"""

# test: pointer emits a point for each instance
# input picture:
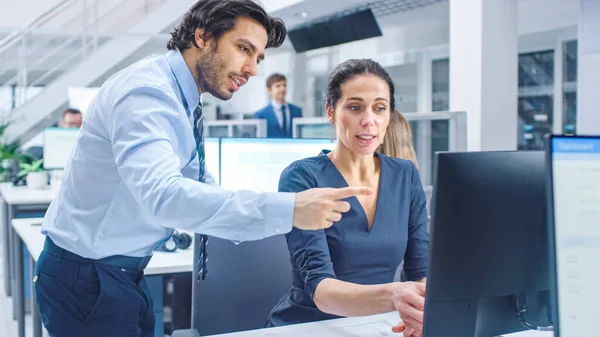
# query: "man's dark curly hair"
(217, 17)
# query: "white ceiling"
(314, 9)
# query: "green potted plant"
(36, 176)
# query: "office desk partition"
(376, 325)
(18, 201)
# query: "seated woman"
(348, 269)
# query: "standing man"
(278, 113)
(138, 171)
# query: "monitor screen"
(58, 146)
(256, 163)
(576, 203)
(212, 152)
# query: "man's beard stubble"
(209, 69)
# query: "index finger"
(346, 192)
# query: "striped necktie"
(198, 130)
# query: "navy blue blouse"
(348, 251)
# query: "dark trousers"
(79, 297)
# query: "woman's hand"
(409, 301)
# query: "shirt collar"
(185, 80)
(276, 105)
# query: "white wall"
(16, 14)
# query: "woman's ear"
(330, 113)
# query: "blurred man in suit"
(278, 113)
(72, 118)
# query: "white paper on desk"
(373, 329)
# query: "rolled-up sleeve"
(308, 249)
(140, 131)
(417, 250)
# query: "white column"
(588, 68)
(483, 71)
(299, 72)
(424, 93)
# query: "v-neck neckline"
(360, 205)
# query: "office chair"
(243, 284)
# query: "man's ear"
(200, 38)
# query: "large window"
(440, 77)
(536, 93)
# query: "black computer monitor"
(488, 244)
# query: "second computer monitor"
(256, 163)
(574, 209)
(488, 244)
(212, 153)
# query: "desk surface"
(354, 323)
(23, 195)
(161, 263)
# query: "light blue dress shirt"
(133, 174)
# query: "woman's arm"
(417, 248)
(341, 298)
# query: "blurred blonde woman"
(398, 140)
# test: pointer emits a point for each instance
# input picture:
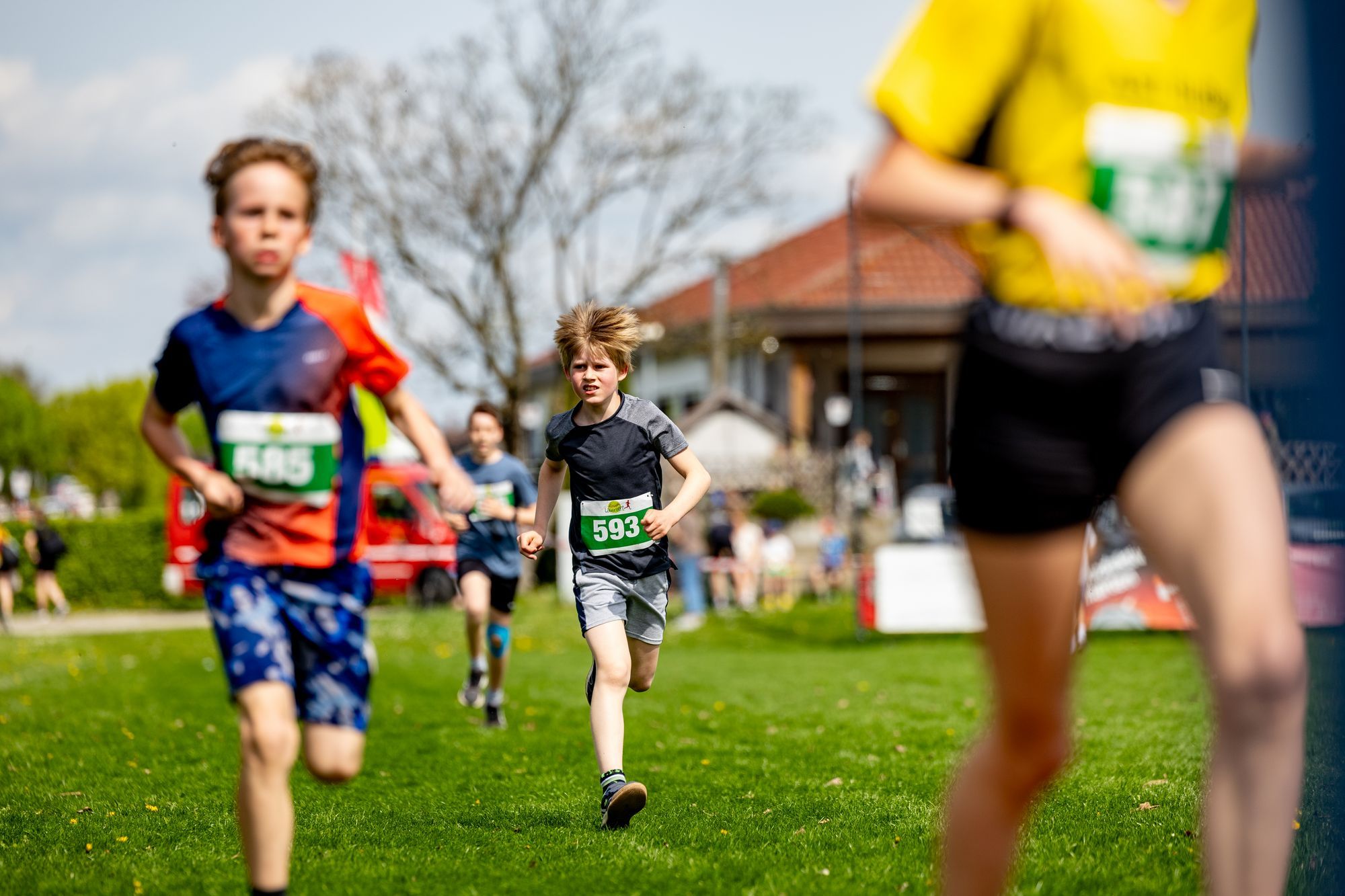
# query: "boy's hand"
(658, 524)
(457, 491)
(224, 497)
(531, 542)
(497, 509)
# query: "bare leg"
(270, 744)
(477, 599)
(1206, 505)
(40, 591)
(645, 662)
(59, 595)
(1030, 587)
(334, 754)
(613, 655)
(500, 665)
(49, 585)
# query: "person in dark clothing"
(46, 548)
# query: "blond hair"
(611, 331)
(249, 151)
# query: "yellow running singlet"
(1137, 107)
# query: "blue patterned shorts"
(305, 627)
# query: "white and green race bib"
(614, 526)
(280, 458)
(1165, 182)
(501, 491)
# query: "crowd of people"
(44, 548)
(735, 561)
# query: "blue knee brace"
(497, 639)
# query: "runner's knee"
(1035, 745)
(1260, 676)
(334, 767)
(615, 673)
(497, 639)
(270, 743)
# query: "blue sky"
(108, 114)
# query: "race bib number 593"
(614, 526)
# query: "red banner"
(367, 283)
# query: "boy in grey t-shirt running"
(614, 446)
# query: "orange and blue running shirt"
(1136, 106)
(282, 420)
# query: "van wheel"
(435, 587)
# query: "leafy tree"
(24, 434)
(98, 438)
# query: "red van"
(411, 551)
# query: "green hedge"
(112, 561)
(786, 506)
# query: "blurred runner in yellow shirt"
(1090, 147)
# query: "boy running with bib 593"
(614, 444)
(272, 365)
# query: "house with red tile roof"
(787, 314)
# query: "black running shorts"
(1050, 412)
(502, 589)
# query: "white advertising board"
(925, 588)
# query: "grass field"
(781, 755)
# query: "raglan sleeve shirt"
(176, 381)
(369, 361)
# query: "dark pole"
(856, 345)
(1246, 341)
(856, 360)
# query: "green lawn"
(781, 755)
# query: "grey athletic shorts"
(602, 596)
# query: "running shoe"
(621, 806)
(473, 694)
(496, 717)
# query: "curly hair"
(237, 155)
(611, 331)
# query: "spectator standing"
(46, 548)
(689, 546)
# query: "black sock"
(611, 782)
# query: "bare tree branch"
(552, 159)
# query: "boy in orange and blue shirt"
(272, 366)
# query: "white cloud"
(104, 209)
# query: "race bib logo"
(1164, 181)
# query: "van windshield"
(430, 491)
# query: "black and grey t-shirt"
(615, 479)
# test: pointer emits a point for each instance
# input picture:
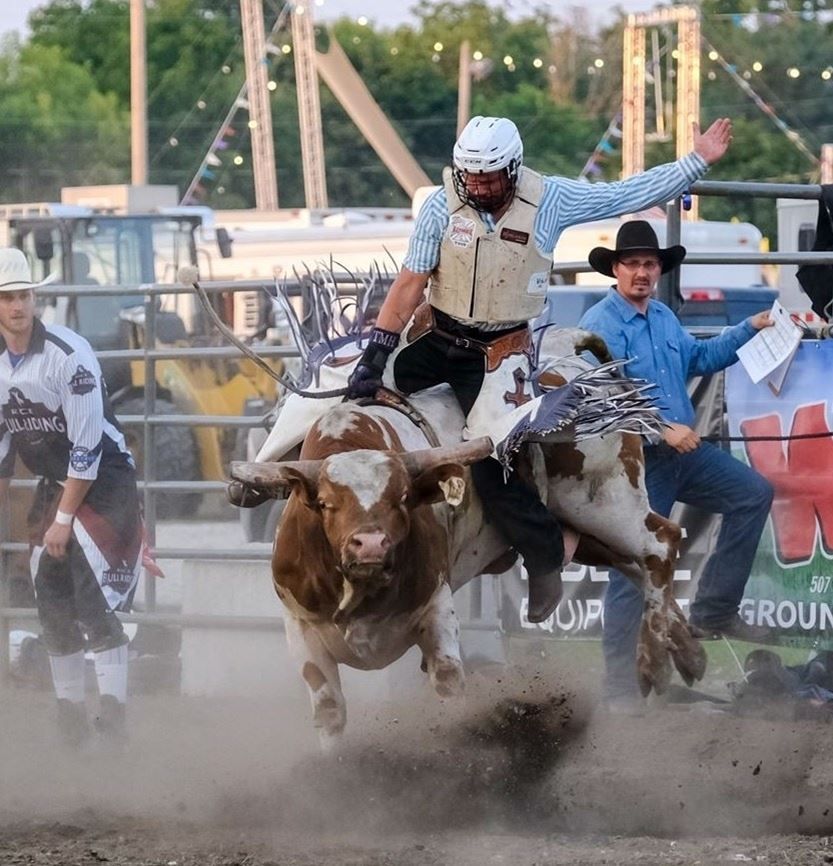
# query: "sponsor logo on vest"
(119, 579)
(514, 236)
(461, 231)
(82, 382)
(24, 416)
(81, 458)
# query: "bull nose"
(368, 546)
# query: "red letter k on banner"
(803, 481)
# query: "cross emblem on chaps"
(517, 397)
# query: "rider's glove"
(366, 379)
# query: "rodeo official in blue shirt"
(85, 528)
(681, 467)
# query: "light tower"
(687, 19)
(260, 111)
(309, 106)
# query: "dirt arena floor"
(524, 770)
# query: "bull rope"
(251, 355)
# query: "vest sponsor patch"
(82, 382)
(461, 231)
(26, 417)
(81, 458)
(514, 236)
(118, 579)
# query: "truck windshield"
(129, 250)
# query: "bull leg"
(438, 636)
(320, 673)
(687, 652)
(664, 629)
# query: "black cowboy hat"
(633, 236)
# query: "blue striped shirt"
(564, 203)
(661, 351)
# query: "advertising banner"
(791, 585)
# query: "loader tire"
(177, 457)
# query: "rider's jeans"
(713, 480)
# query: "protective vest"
(497, 276)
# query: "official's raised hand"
(715, 141)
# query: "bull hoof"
(447, 677)
(329, 717)
(653, 664)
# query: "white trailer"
(796, 233)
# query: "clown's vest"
(497, 276)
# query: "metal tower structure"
(687, 19)
(309, 106)
(260, 111)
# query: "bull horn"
(463, 453)
(271, 476)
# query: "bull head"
(365, 501)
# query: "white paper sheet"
(769, 352)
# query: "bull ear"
(298, 482)
(445, 482)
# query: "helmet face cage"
(486, 191)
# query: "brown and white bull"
(371, 547)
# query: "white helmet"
(488, 144)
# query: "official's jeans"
(713, 480)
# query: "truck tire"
(177, 457)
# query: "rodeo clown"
(85, 530)
(482, 246)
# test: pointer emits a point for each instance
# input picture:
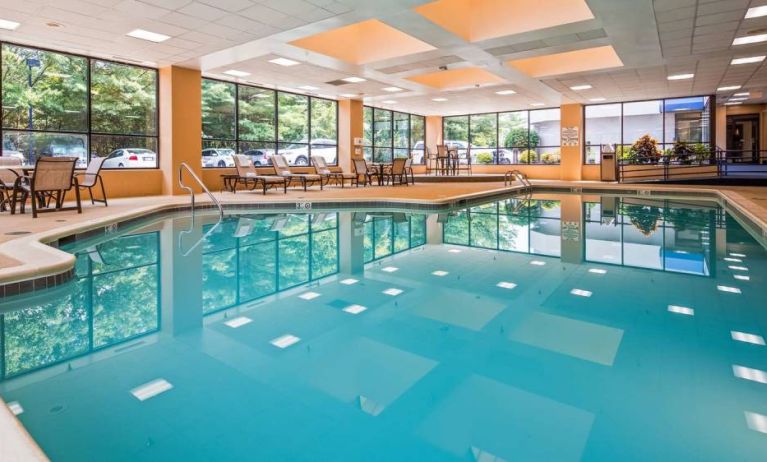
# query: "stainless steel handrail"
(509, 176)
(185, 166)
(181, 168)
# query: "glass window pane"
(295, 153)
(123, 99)
(603, 126)
(43, 90)
(256, 118)
(642, 118)
(382, 128)
(401, 130)
(31, 145)
(293, 117)
(367, 126)
(324, 122)
(218, 107)
(484, 130)
(125, 151)
(687, 120)
(514, 136)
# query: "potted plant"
(646, 149)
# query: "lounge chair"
(282, 168)
(399, 171)
(53, 178)
(10, 179)
(247, 174)
(361, 169)
(92, 176)
(321, 168)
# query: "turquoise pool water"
(554, 329)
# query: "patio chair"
(53, 178)
(247, 174)
(92, 176)
(282, 168)
(9, 180)
(322, 169)
(399, 171)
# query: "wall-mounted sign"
(570, 136)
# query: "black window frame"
(373, 146)
(498, 144)
(89, 132)
(238, 142)
(662, 143)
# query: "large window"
(56, 104)
(521, 137)
(390, 134)
(260, 122)
(667, 121)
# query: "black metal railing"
(701, 163)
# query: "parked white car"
(131, 158)
(217, 157)
(298, 154)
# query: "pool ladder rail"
(181, 168)
(511, 175)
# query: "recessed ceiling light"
(680, 76)
(756, 12)
(147, 35)
(236, 73)
(353, 79)
(8, 25)
(748, 60)
(283, 62)
(750, 39)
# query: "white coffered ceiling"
(653, 39)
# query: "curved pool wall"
(447, 369)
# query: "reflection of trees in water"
(113, 299)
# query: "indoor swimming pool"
(549, 328)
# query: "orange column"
(433, 132)
(572, 156)
(180, 125)
(349, 128)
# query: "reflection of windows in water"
(113, 299)
(258, 255)
(390, 233)
(515, 225)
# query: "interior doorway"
(743, 137)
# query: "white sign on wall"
(570, 136)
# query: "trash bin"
(609, 163)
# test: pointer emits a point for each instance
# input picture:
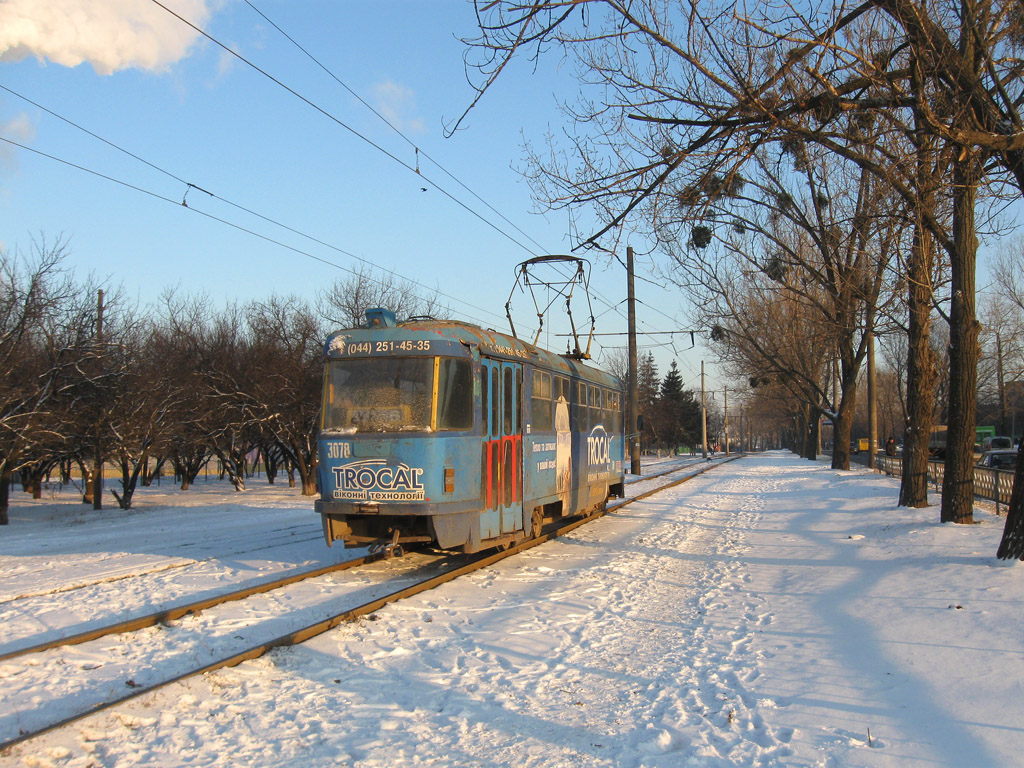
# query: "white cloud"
(397, 103)
(111, 35)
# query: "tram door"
(503, 446)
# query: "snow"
(770, 612)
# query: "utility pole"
(633, 406)
(726, 406)
(704, 417)
(97, 470)
(872, 407)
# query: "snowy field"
(770, 612)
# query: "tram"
(448, 434)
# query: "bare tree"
(34, 294)
(344, 304)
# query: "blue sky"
(140, 79)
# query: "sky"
(772, 611)
(127, 118)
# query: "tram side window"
(612, 411)
(583, 421)
(484, 390)
(509, 402)
(455, 394)
(562, 391)
(595, 407)
(540, 402)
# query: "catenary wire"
(240, 207)
(419, 151)
(344, 125)
(200, 212)
(352, 130)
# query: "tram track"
(428, 574)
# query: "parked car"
(996, 442)
(1006, 459)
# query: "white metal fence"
(994, 484)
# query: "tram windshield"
(395, 394)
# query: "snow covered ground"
(772, 611)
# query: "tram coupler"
(389, 548)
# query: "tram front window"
(379, 394)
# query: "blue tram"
(442, 432)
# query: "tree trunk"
(921, 373)
(4, 499)
(957, 482)
(921, 365)
(1012, 544)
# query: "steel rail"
(169, 614)
(298, 636)
(177, 611)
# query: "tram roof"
(457, 339)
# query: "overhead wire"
(210, 216)
(419, 151)
(189, 185)
(344, 125)
(352, 130)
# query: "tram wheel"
(537, 523)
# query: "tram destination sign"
(340, 346)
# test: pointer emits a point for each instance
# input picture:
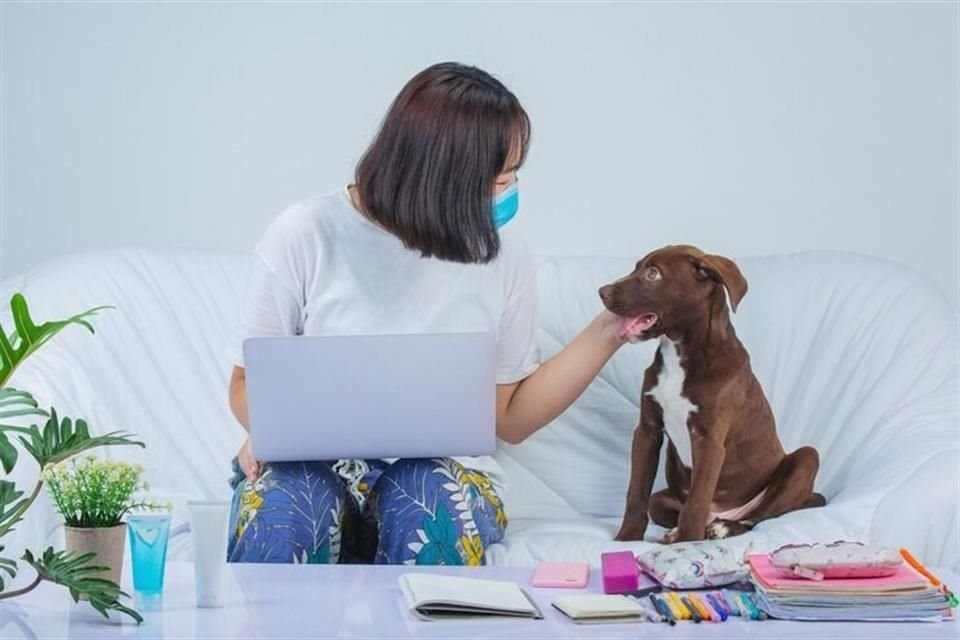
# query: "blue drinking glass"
(149, 535)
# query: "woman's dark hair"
(429, 174)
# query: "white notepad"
(436, 597)
(600, 608)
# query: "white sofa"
(858, 356)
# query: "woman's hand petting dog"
(249, 464)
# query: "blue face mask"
(505, 205)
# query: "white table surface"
(291, 601)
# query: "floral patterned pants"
(414, 511)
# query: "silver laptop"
(377, 396)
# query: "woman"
(413, 245)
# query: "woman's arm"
(238, 396)
(528, 405)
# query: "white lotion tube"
(208, 522)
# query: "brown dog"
(726, 469)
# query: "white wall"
(744, 128)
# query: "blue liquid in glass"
(148, 535)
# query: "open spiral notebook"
(438, 597)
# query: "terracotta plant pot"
(106, 542)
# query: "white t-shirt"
(325, 269)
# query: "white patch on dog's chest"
(669, 395)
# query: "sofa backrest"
(841, 343)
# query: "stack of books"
(904, 596)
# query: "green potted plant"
(92, 496)
(57, 440)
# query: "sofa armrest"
(921, 513)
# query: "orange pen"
(705, 612)
(913, 562)
(679, 606)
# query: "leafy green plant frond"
(11, 506)
(29, 336)
(61, 439)
(14, 403)
(76, 572)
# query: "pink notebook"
(904, 579)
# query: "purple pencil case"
(620, 571)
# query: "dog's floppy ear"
(726, 272)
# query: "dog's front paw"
(631, 530)
(720, 529)
(669, 537)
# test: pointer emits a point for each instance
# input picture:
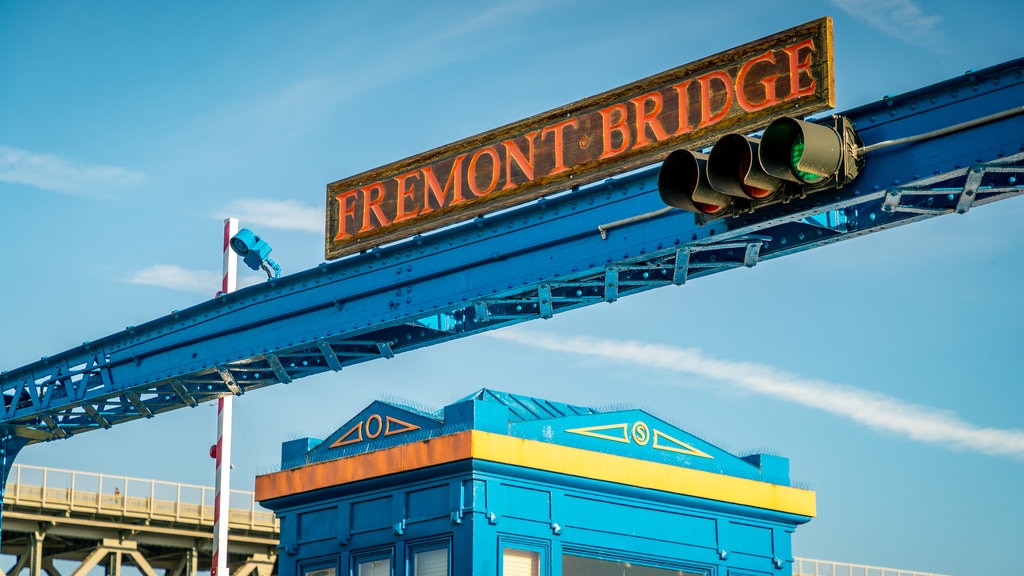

"""

▸ **Description of the task**
Please state how many lines of the data above contain the string "runner", with case counting, and give only the number.

▸ **Written answer**
2